_WHAT TO DO_:
a) In the excerpt on Prohibition and Edith Wilson, roughly how many gallons of industrial alcohol were stolen each year by the mid-1920s?
b) Extend the excerpt on Prohibition and Edith Wilson, starting right after its final sentence.
━━━ EXCERPT TO READ ━━━
Americans found increasingly creative ways to undermine the 18th Amendment and the National Prohibition Act. One method employed by alcohol “bootleggers” was to steal industrial alcohols (which had not been banned) and resell them as beverages.

This practice became so prevalent (an estimated 60 million gallons were stolen annually by the mid-1920s) that the Treasury Department ordered manufacturers to poison industrial alcohols with additives, creating “denatured alcohol” to discourage consumption. When bootlegging chemists found ways to renature the alcohol, even deadlier poisons like methanol were added, and regulations on denatured alcohol increased.

The intentional poisoning by the U.S. government of industrial alcohols led to the paralysis and death of thousands of drinkers who had bootlegged their beverages. One particular concoction made from industrial alcohol—Ginger Jake—was reportedly responsible for crippling up to 100,000 American drinkers. All in all, it is estimated that approximately 10,000 people were killed by drinking denatured alcohol during this time period.


6. The First Female U.S. President

You read that correctly. While the United States may not have seen an official “first female President,” a woman functionally ran the executive branch for more than a year over a century ago.

In August of 1914, President Woodrow Wilson lost his wife, Ellen. The following March, he was introduced to widow Edith Galt through a first cousin. As if in love at first sight, Wilson immediately began showering her with gifts and love notes, some of which probed for her opinion on presidential matters. Three months after their introduction, Wilson proposed (to his advisors’ alarm) and the two were married in December of 1915.

Wilson won another term, and his new wife became his constant companion. She attended his meetings, was given access to classified materials, and even filtered his mail. Toward the end of World War I, she accompanied the President to Europe to attend the 1919 Paris Peace Conference.

Shortly after their return, a stroke left President Wilson paralyzed and bedridden. Instead of encouraging her husband to resign and be replaced by the Vice President, Edith took on a number of his duties herself, hiding the extent of his incapacity from the public. From the time of his stroke to the end of his term in 1921, Edith Wilson was the only connection between the President and other officials, filtering all presidential matters and determining what was important enough to be brought to his bedside.
━━━ DATASET RECORDS ━━━
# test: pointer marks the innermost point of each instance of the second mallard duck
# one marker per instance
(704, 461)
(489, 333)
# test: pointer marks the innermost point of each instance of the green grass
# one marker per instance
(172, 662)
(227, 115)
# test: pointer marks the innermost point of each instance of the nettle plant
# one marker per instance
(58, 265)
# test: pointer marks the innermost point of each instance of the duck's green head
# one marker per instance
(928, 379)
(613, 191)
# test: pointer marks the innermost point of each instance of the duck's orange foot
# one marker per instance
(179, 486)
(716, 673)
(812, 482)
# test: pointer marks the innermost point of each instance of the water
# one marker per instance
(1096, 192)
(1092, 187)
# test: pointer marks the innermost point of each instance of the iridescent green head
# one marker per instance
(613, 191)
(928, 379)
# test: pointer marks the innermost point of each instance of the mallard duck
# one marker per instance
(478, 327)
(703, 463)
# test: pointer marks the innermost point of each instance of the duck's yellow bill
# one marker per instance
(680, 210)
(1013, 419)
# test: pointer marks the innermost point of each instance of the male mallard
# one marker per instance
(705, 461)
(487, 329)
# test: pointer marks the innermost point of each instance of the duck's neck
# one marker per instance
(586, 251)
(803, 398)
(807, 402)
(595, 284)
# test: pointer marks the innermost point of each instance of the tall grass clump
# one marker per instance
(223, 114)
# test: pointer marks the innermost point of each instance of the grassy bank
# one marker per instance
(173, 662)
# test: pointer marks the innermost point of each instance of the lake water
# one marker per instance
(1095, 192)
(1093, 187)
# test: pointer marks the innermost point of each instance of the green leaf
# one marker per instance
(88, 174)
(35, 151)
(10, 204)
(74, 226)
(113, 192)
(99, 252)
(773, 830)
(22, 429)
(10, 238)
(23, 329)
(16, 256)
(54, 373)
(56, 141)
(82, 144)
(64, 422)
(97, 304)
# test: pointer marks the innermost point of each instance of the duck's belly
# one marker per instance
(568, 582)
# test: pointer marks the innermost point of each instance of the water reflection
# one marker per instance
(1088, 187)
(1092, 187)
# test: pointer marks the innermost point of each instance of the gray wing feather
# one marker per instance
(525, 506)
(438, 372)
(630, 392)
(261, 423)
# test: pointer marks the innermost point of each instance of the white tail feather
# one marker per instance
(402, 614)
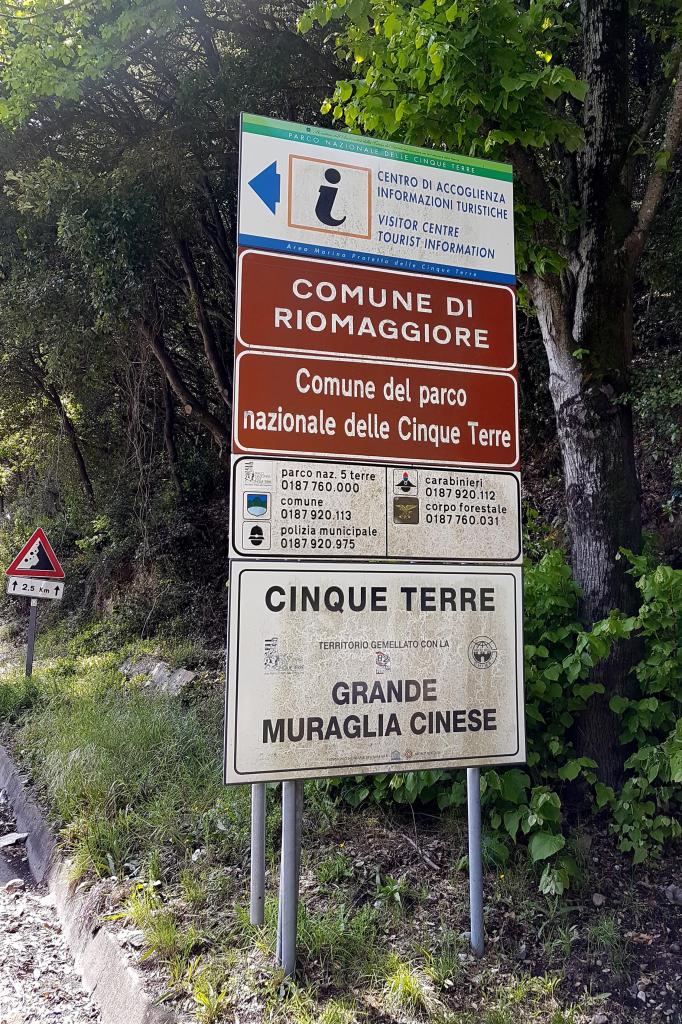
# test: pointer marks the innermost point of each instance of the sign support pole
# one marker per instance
(33, 616)
(475, 861)
(257, 915)
(292, 805)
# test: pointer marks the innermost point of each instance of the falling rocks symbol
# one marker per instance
(36, 558)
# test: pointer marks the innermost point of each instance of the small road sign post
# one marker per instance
(375, 473)
(35, 573)
(33, 616)
(257, 908)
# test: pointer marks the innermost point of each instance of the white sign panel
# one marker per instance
(342, 669)
(27, 587)
(305, 509)
(308, 190)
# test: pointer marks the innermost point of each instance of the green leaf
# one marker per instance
(603, 794)
(544, 845)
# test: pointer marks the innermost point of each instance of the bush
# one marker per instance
(558, 656)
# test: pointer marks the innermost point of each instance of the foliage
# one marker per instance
(559, 653)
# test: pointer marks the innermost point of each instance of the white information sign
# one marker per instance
(312, 192)
(342, 669)
(320, 509)
(28, 587)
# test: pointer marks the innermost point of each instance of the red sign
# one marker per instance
(37, 559)
(307, 305)
(293, 404)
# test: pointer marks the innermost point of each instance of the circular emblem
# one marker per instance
(482, 652)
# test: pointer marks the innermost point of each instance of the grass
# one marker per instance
(133, 780)
(605, 942)
(406, 987)
(334, 868)
(129, 774)
(442, 964)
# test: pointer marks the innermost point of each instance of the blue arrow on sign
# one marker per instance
(266, 185)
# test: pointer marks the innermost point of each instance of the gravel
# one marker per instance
(38, 981)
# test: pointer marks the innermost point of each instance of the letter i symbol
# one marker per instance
(327, 197)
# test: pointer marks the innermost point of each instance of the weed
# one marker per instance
(211, 1001)
(343, 943)
(334, 868)
(442, 964)
(338, 1012)
(604, 939)
(17, 694)
(406, 988)
(392, 893)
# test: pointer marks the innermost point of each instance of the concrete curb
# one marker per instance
(108, 972)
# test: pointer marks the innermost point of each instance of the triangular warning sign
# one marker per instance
(37, 559)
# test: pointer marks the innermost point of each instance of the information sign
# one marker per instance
(313, 192)
(336, 670)
(323, 509)
(324, 307)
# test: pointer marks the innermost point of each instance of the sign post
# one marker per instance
(33, 615)
(475, 861)
(35, 572)
(375, 612)
(257, 908)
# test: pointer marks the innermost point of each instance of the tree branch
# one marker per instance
(211, 346)
(636, 241)
(190, 404)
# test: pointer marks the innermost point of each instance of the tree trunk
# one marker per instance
(190, 404)
(169, 437)
(71, 433)
(595, 432)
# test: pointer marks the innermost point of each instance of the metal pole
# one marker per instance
(257, 854)
(292, 801)
(33, 615)
(475, 862)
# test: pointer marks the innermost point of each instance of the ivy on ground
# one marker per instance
(524, 804)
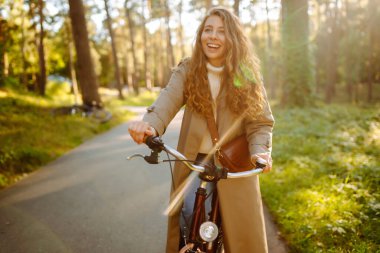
━━━
_OUTPUTS IN ORDER_:
a) An estimated 60 million gallons.

b)
She was so serious about her new position as “presidential steward” that when the Secretary of State conducted Cabinet meetings without her being present, she had him removed from office. When an ambassador arrived to help negotiate for the President’s version of the League of Nations, she refused him the opportunity unless he fired an aide who had made a joke about her (the ambassador refused).

Edith Wilson analyzed every message delivered to the President, barred all officials from bringing him business, assisted him in completing any necessary tasks, and naturally influenced domestic and international policy in doing so. Though she did not make any crucial decisions, she was accused of running the country in Wilson’s absence—an accusation that she insisted was incorrect up until her death in 1961.


7. The Mid-Century Onion Debacle

In finance, a “future” is a financial contract that allows buyers to purchase a commodity at some point in the future for a price that is set today. The buyer in this instance obviously hopes that the price will go up (meaning they purchased at a lower price) while the seller hopes the price will go down.  “Shorting,” as some of us may have learned a few months ago with the GameStop market controversy, is when a futures seller sells borrowed futures, hoping that when it comes time to pay the owner, the price of the future will have gone down (and they can pocket the difference).

In 1955, onion futures became the most traded commodity on the Chicago Mercantile Exchange, making up 20% of its trades. Two men, Sam Siegel and Vincent Kosuga, realized this and saw an opportunity. In the fall of that year, they bought literal tons of onions and onion futures until they controlled 98% of all onions in Chicago. By the end of the year, their combined amount of onions totaled 30 million pounds.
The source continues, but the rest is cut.